Provided text:

Though those decisions can and often are appealed to the Republican-dominated appeals and supreme courts, state lawmakers sought to make the first step in the process a little easier. The result of the sausage-making was a Frankenstein’s monster of several other proposals. Now, instead of a litigant challenging state law in Nashville’s court system, they would file in their home county. And instead of a Nashville judge hearing that trial, a panel of three judges — picked from each Grand Division by the Supreme Court — would hear the trial. When a litigant hails from out of state, the case would be filed in Sumner County rather than the capital because, Senate Judiciary Chair Mike Bell (R-Riceville) said, “why not?” or, alternatively, “that’s where the House wanted it to be,” a reference to Sumner County Rep. Johnny Garrett, who pushed the Sumner County move.

For days, the House and Senate could not agree on how to handle the new system. The House planned a “court of special appeals,” which would only have appellate jurisdiction in most constitutional challenges, while the Senate pushed a “super chancery court” similar to the proposal that passed but with standing judges elected statewide rather than ones pulled from judicial districts around the state on an as-needed basis. Originally, the new court was going to cost $2 million annually; the amended effort supposedly won’t cost much of anything.

The bill was thrown together at the last minute. Even the governor said he hadn’t seen it, and consideration was delayed after the hastily constructed bill was found to have a significant typo. “We shouldn’t remake how the judiciary works with two hours left in session,” Senate Minority Leader Jeff Yarbro (D-Nashville) said. “It’s a crazy thing to do.” Bell said the compromise was “better than what either body passed” and would allow for judicial interpretations that “more closely reflect the judicial philosophy of the judges all over the state,” as opposed to just in Nashville.

• On a separate but related matter, the House and Senate jointly weakened a bill that would have both barred local governments from using taxpayer resources to sue the state and would have given the state automatic relief from injunctions placed on a state action by a trial court. Both of those measures were pulled from the bill Wednesday, and the chambers agreed on a bill that would give the state the right to automatically appeal a preliminary injunction even before a trial has concluded.

Work request A:
In the passage on the state court legislation, in which county would a case be filed when the litigant is from out of state?
Work request B:
Say whether each statement agrees with the passage on the state court legislation, answering yes or no and quoting the deciding words: (i) the House planned a court with only appellate jurisdiction in most constitutional challenges; (ii) the governor said he had seen the bill; (iii) the final bill bars local governments from using taxpayer resources to sue the state.
Work request C:
Continue the passage on the state court legislation, starting after its final sentence.
The data that comes after the passage on the state court legislation is separate material.

Recorded information:
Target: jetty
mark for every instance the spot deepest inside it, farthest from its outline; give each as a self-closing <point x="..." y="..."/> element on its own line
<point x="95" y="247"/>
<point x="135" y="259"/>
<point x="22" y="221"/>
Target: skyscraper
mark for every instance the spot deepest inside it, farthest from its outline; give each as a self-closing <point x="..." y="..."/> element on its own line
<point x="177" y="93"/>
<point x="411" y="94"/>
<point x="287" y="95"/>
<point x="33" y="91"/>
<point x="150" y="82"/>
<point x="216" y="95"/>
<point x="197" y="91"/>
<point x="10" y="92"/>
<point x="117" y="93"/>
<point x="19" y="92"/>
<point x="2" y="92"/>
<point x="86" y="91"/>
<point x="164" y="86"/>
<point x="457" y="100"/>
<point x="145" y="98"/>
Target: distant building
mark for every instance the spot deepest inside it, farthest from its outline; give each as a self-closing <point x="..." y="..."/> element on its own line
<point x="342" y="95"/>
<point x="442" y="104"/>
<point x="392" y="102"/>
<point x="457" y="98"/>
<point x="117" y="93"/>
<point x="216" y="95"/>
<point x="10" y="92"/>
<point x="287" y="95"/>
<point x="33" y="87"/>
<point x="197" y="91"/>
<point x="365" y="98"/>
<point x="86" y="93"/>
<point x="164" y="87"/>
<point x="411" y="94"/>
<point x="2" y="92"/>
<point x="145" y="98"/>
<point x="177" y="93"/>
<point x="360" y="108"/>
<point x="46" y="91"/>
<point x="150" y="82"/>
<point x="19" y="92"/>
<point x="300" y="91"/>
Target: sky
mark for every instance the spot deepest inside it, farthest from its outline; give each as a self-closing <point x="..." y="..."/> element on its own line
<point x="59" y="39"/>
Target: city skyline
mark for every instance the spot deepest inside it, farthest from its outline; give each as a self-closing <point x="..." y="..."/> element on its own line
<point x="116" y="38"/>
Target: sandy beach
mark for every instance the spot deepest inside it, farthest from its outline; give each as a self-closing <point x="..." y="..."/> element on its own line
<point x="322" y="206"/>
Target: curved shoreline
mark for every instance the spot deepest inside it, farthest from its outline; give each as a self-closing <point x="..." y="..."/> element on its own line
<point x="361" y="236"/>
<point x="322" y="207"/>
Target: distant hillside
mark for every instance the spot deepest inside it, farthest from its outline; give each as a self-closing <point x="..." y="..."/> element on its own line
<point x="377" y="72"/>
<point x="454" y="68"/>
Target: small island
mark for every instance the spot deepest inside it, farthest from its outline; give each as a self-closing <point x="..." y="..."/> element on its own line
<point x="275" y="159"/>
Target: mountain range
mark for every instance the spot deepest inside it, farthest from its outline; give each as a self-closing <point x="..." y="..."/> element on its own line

Reply A:
Sumner County.

Reply B:
(i) Yes: "The House planned a “court of special appeals,” which would only have appellate jurisdiction in most constitutional challenges"
(ii) No: "Even the governor said he hadn’t seen it"
(iii) No: "Both of those measures were pulled from the bill Wednesday"

Reply C:
• On unemployment, the House and Senate were mostly in lockstep throughout, with Republicans in the supermajority agreeing that it was necessary to cut unemployment eligibility down from the current 26 weeks to a range of between 12 and 20 weeks, while boosting weekly payouts, which run as low as $275, by between $25 and $50. The goal, backers said, was to help employers who can’t find workers. Supporters of the legislation said that workers weren’t going back to work because of government unemployment payouts, though their evidence for the connection was almost exclusively anecdotal. Additionally, the measure will not go into effect until the end of 2023.

• The House and Senate spent much of their final day in Nashville wading into a complicated, vague debate over so-called critical race theory, which Republicans warn is infesting public schools — again, largely anecdotal. The chambers agreed to ban various ideas from Tennessee’s K-12 public schools. Sen. Page Walley of Bolivar was among the only Republicans to express skepticism over the push, part of a national Republican messaging effort on the issue, which seemingly stemmed from a bad experience Republican Sen. Brian Kelsey had as a law student at Georgetown University two decades ago.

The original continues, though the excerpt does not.